• _Problem to solve_
Although the entries contain pictures, your copy should hold only their exact text.

[Collected data entries]

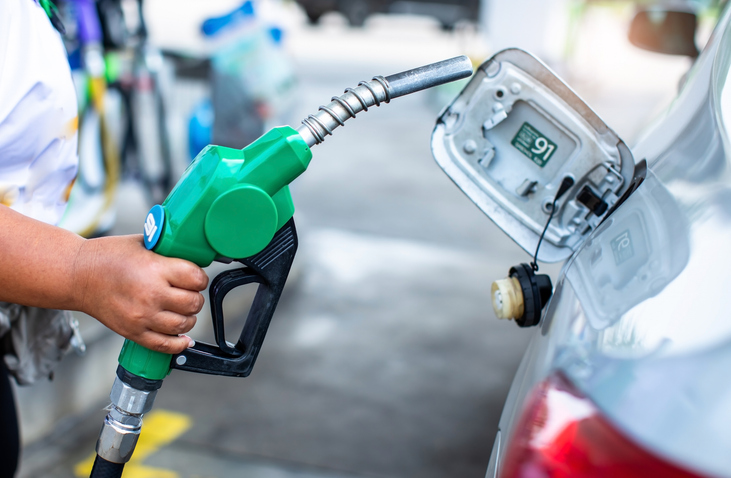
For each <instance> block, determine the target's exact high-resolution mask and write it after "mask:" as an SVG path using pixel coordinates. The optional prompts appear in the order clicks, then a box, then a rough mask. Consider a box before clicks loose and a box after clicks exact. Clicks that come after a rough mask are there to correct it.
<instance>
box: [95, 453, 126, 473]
mask: <svg viewBox="0 0 731 478" xmlns="http://www.w3.org/2000/svg"><path fill="white" fill-rule="evenodd" d="M123 470H124V463H112V462H111V461H107V460H105V459H104V458H102V457H100V456H99V455H97V456H96V459H95V460H94V466H93V467H92V469H91V475H89V478H121V477H122V471H123Z"/></svg>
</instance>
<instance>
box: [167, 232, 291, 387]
mask: <svg viewBox="0 0 731 478" xmlns="http://www.w3.org/2000/svg"><path fill="white" fill-rule="evenodd" d="M297 244H298V243H297V230H296V229H295V226H294V219H290V220H289V221H288V222H287V223H286V224H285V225H284V226H282V228H281V229H279V230H278V231H277V233H276V234H274V237H273V238H272V240H271V241H270V242H269V245H267V247H265V248H264V249H263V250H262V251H261V252H259V253H258V254H256V255H253V256H251V257H247V258H245V259H241V260H238V262H240V263H242V264H243V265H244V267H242V268H240V269H232V270H227V271H224V272H222V273H220V274H219V275H217V276H216V278H215V279H213V281H212V282H211V286H210V289H209V295H210V304H211V317H212V320H213V332H214V334H215V338H216V345H211V344H206V343H204V342H196V345H195V346H194V347H192V348H189V349H187V350H185V351H184V352H182V353H180V354H178V355H175V356H173V361H172V366H173V368H177V369H180V370H187V371H189V372H198V373H206V374H211V375H228V376H233V377H247V376H248V375H249V374H250V373H251V370H252V368H253V367H254V363H255V362H256V357H257V356H258V355H259V350H260V349H261V346H262V343H263V342H264V337H265V336H266V333H267V330H268V328H269V323H270V322H271V319H272V316H273V315H274V310H275V309H276V308H277V303H278V302H279V298H280V296H281V295H282V290H283V289H284V285H285V283H286V282H287V277H288V275H289V270H290V269H291V267H292V262H293V261H294V256H295V253H296V252H297ZM254 283H256V284H258V289H257V291H256V296H255V297H254V302H253V303H252V304H251V309H250V310H249V315H248V316H247V318H246V323H245V324H244V328H243V330H242V332H241V335H240V336H239V339H238V341H237V342H236V343H235V344H232V343H229V342H228V341H226V334H225V325H224V323H225V321H224V316H223V299H224V298H225V297H226V294H228V293H229V292H231V291H232V290H233V289H235V288H237V287H240V286H243V285H247V284H254Z"/></svg>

• _Answer to the exercise_
For each <instance> block, determine the target's exact high-resolution mask and write it after "mask:" as an SVG path using pixel coordinates. The optional prompts appear in the order clicks, then a box, then a rough mask. Consider a box before clicks loose and a box after clicks exact. Clicks that come after a rough mask are there to correct it.
<instance>
box: [95, 453, 126, 473]
mask: <svg viewBox="0 0 731 478" xmlns="http://www.w3.org/2000/svg"><path fill="white" fill-rule="evenodd" d="M123 470H124V463H112V462H111V461H107V460H105V459H104V458H102V457H100V456H99V455H97V456H96V459H95V460H94V466H93V467H92V469H91V475H89V478H121V477H122V471H123Z"/></svg>
</instance>
<instance>
box: [167, 232, 291, 387]
mask: <svg viewBox="0 0 731 478" xmlns="http://www.w3.org/2000/svg"><path fill="white" fill-rule="evenodd" d="M297 244H298V243H297V230H296V229H295V226H294V219H290V220H289V221H288V222H287V223H286V224H285V225H284V226H282V228H281V229H279V230H278V231H277V233H276V234H274V237H273V238H272V240H271V241H270V242H269V245H267V247H265V248H264V249H263V250H262V251H261V252H259V253H258V254H256V255H253V256H251V257H247V258H245V259H241V260H238V262H240V263H242V264H243V265H244V267H242V268H240V269H232V270H227V271H224V272H222V273H220V274H219V275H217V276H216V278H215V279H213V281H212V282H211V286H210V289H209V295H210V304H211V317H212V320H213V332H214V334H215V338H216V345H211V344H206V343H204V342H196V345H195V346H194V347H192V348H189V349H187V350H185V351H184V352H182V353H180V354H178V355H175V356H173V361H172V366H173V368H177V369H180V370H187V371H189V372H198V373H206V374H211V375H228V376H233V377H247V376H248V375H249V374H250V373H251V370H252V368H253V367H254V363H255V362H256V357H257V356H258V355H259V350H260V349H261V346H262V343H263V342H264V337H265V336H266V333H267V330H268V328H269V323H270V322H271V319H272V316H273V315H274V310H275V309H276V308H277V303H278V302H279V298H280V296H281V295H282V290H283V289H284V285H285V283H286V282H287V277H288V275H289V270H290V269H291V267H292V262H293V261H294V256H295V253H296V252H297ZM254 283H256V284H258V289H257V291H256V296H255V297H254V302H253V303H252V304H251V309H250V310H249V315H248V316H247V318H246V323H245V324H244V328H243V330H242V332H241V335H240V336H239V339H238V341H237V342H236V343H235V344H232V343H229V342H228V341H226V334H225V325H224V323H225V321H224V316H223V299H224V298H225V297H226V294H228V293H229V292H231V291H232V290H233V289H235V288H237V287H240V286H243V285H247V284H254Z"/></svg>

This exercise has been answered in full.